[Some records]
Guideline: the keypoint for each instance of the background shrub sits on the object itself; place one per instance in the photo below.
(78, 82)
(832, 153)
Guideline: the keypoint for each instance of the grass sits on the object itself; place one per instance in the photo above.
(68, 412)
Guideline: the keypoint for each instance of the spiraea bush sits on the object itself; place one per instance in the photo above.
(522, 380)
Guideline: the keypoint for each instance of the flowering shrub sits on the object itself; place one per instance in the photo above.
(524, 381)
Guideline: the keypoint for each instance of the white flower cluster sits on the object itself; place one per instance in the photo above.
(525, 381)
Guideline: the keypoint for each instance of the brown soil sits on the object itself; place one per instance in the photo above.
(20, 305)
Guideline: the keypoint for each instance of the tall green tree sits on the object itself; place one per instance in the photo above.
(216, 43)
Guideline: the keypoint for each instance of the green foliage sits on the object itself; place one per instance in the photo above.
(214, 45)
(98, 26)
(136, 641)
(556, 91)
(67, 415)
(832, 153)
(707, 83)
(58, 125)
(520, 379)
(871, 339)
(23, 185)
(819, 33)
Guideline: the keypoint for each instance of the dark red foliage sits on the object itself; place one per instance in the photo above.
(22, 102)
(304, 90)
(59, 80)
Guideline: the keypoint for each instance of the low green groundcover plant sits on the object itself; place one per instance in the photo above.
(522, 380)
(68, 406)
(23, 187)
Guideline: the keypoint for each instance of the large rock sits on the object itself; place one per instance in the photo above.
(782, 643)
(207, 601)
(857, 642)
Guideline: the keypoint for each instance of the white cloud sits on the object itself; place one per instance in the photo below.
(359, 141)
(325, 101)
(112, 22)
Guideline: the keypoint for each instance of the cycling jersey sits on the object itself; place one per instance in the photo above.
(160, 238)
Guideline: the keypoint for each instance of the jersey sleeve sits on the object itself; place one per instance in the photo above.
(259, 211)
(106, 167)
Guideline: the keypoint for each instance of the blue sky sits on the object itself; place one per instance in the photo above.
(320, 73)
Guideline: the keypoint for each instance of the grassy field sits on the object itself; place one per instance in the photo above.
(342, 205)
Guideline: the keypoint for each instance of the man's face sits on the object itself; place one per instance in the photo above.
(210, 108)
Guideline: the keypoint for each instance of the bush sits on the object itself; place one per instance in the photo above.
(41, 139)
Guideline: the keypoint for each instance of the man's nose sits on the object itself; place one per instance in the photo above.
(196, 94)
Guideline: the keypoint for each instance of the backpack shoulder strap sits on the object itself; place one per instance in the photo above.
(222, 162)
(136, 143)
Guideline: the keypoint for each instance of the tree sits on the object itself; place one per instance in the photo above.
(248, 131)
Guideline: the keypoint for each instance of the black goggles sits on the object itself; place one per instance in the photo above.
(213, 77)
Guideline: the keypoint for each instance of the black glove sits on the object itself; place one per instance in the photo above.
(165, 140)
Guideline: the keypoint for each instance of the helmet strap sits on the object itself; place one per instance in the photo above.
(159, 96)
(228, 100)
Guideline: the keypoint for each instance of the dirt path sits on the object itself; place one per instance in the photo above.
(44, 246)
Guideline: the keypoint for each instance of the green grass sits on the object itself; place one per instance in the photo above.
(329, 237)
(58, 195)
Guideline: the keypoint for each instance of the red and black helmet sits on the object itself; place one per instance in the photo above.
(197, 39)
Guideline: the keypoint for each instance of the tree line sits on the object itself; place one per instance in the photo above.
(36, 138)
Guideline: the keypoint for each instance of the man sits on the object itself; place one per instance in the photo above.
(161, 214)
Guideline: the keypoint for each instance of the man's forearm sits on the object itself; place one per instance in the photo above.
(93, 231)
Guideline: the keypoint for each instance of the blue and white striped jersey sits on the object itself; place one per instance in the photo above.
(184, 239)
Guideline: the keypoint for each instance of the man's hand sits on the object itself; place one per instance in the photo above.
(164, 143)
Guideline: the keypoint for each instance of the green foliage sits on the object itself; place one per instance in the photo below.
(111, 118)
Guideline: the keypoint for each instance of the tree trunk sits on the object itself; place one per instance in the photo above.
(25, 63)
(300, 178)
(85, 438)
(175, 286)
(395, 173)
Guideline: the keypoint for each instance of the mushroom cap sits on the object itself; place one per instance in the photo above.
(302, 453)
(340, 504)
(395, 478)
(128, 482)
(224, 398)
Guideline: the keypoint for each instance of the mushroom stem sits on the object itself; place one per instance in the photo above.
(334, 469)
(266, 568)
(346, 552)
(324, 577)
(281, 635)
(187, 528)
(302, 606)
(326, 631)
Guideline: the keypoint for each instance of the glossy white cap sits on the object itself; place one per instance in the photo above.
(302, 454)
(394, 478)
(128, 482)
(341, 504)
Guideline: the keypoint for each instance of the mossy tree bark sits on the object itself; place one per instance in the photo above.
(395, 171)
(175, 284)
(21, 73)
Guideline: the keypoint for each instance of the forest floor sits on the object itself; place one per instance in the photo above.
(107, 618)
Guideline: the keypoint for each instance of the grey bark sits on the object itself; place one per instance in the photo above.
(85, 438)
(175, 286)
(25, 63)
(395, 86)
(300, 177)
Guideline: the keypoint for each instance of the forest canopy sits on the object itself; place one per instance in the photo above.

Your goal → From the first line to the last, please quote the material above exactly.

Solution →
Guideline: the keypoint for each instance of the background shrub sits on the object itself; place one per instance in the photo below.
(78, 82)
(832, 153)
Guideline: the keypoint for each instance of the grass sits on the object itself; place one per instance in the photo above.
(68, 412)
Guideline: the keypoint for each instance of the spiraea bush sits on the object itself; place one per instance in the photo above.
(522, 380)
Guideline: the keypoint for each instance of the flowering shrub sits on the object itself; place one per instance in the photo above.
(524, 381)
Guideline: the keypoint for each instance of the white flower cluster sits on the object itself; place one per instance in the photo above.
(525, 381)
Guideline: the keypoint for each instance of the brown soil sits on the object itself; place one per instance in the photo above.
(20, 305)
Guideline: the keypoint for each instance of the tall green tree sits on the object itself; place one per instance in the photo above.
(216, 43)
Guideline: the keypoint for each instance of the green foliage sits on the object itself; place one per instance in the photo above.
(214, 45)
(98, 26)
(136, 641)
(556, 91)
(67, 415)
(832, 153)
(707, 83)
(58, 125)
(520, 379)
(871, 339)
(23, 185)
(819, 33)
Guideline: the keypoint for each instance of the dark red foliage sits on the object itself; place one per instance in the photo above.
(22, 102)
(304, 90)
(59, 80)
Guideline: the keypoint for each instance of the low green groundcover plant sits on the object itself; place one per instance in the photo above.
(522, 380)
(68, 406)
(23, 187)
Guideline: the keypoint for each instance of the large rock sits on the object itself; place one per instance in the photo above.
(782, 643)
(207, 601)
(857, 642)
Guideline: the keypoint for each instance of the white cloud sits on the object itself; place one per instance in the photo below.
(359, 141)
(325, 101)
(112, 22)
Guideline: the keypoint for each instance of the cycling jersey sits on the object itself; place one per instance in the photo above.
(160, 238)
Guideline: the keypoint for each instance of the jersey sleeve sits on the object itself; place one per instance in the photo above.
(259, 211)
(106, 167)
Guideline: the keypoint for each instance of the blue sky sits on the object itself; place one per instance in the photo above.
(320, 73)
Guideline: the keypoint for each instance of the grassy field sits on the object itself; place one per instance in the photo above.
(342, 205)
Guideline: the keypoint for each instance of the man's face sits on the object itself; place one per instance in the photo above.
(210, 108)
Guideline: the keypoint for each instance of the bush sits on the object itself; place one per instance in the photo above.
(41, 139)
Guideline: the keypoint for each instance of the man's nose sits on the object itself; place one per instance in the photo above.
(196, 94)
Guideline: the keypoint for each instance of the backpack shoulder strap sits on the object itself; place one per instance in the photo above.
(222, 162)
(136, 143)
Guideline: the keypoint for each instance of the tree sits on the object itself; place one per instance in the photo above.
(248, 131)
Guideline: the keypoint for each instance of the black goggles sits on the object itself; place one per instance in the photo above.
(213, 77)
Guideline: the keypoint for each instance of the black glove sits on the object itself; place one per instance in the photo above.
(165, 140)
Guideline: the keypoint for each instance of the helmet strap sits on the object itself; place one per instance in the photo above.
(159, 96)
(228, 100)
Guideline: the keypoint for each instance of the dirt path sits on the object itself; place one per instance in the photo above.
(44, 246)
Guideline: the keypoint for each instance of the green grass sits on the object itself; place one per instance in the photo above.
(329, 237)
(58, 195)
Guideline: the keypoint for each instance of the red and black helmet sits on the object itself; place one per instance in the photo above.
(197, 39)
Guideline: the keypoint for each instance of the tree line sits on the object itself; place one per instance in the photo above.
(36, 138)
Guideline: the keypoint for each instance of the man sits on the object itself; place one per instance in the photo above.
(161, 214)
Guideline: the keypoint for each instance of the man's forearm sits on the object itself; place one per instance in the photo above.
(93, 231)
Guideline: the keypoint for each instance of the blue and white striped jersey sits on the object itself; place one per instance in the photo above.
(184, 239)
Guideline: the keypoint for each instance of the man's hand sits on the object itself; place one per instance in the photo above.
(164, 143)
Guideline: the keypoint for each instance of the green foliage sits on the object itself; place one per instance in the photo below.
(111, 118)
Guideline: the keypoint for each instance of the tree trunk sits on the object itself; place one per instance in the photo above.
(25, 63)
(300, 178)
(85, 438)
(175, 286)
(395, 173)
Guideline: the keypoint for each instance of the mushroom cap sits on the object itself; place one per instance in the photo above.
(302, 453)
(340, 504)
(395, 478)
(128, 482)
(224, 398)
Guideline: the keypoint for each instance of the mushroom stem sits on the object itself; place one per instance in the photo above.
(334, 469)
(266, 568)
(346, 552)
(324, 577)
(281, 635)
(187, 528)
(302, 606)
(326, 631)
Guideline: the keypoint for each instance of the glossy white cap sits on the object itself; place one per instance in the photo above.
(302, 454)
(394, 478)
(128, 482)
(341, 504)
Guideline: the keypoint for each instance of the mossy tree bark sits on the object itself; place one per instance in the photo above.
(395, 171)
(175, 284)
(21, 73)
Guideline: the keypoint for each instance of the forest floor sits on the object itself; place one per instance in the photo above.
(107, 618)
Guideline: the keypoint for each instance of the grey bark sits on the object itself; place one per instance in the photo above.
(85, 438)
(175, 286)
(25, 63)
(395, 86)
(300, 177)
Guideline: the keypoint for each instance of the forest canopy sits on the object itself; place one per instance in the photo above.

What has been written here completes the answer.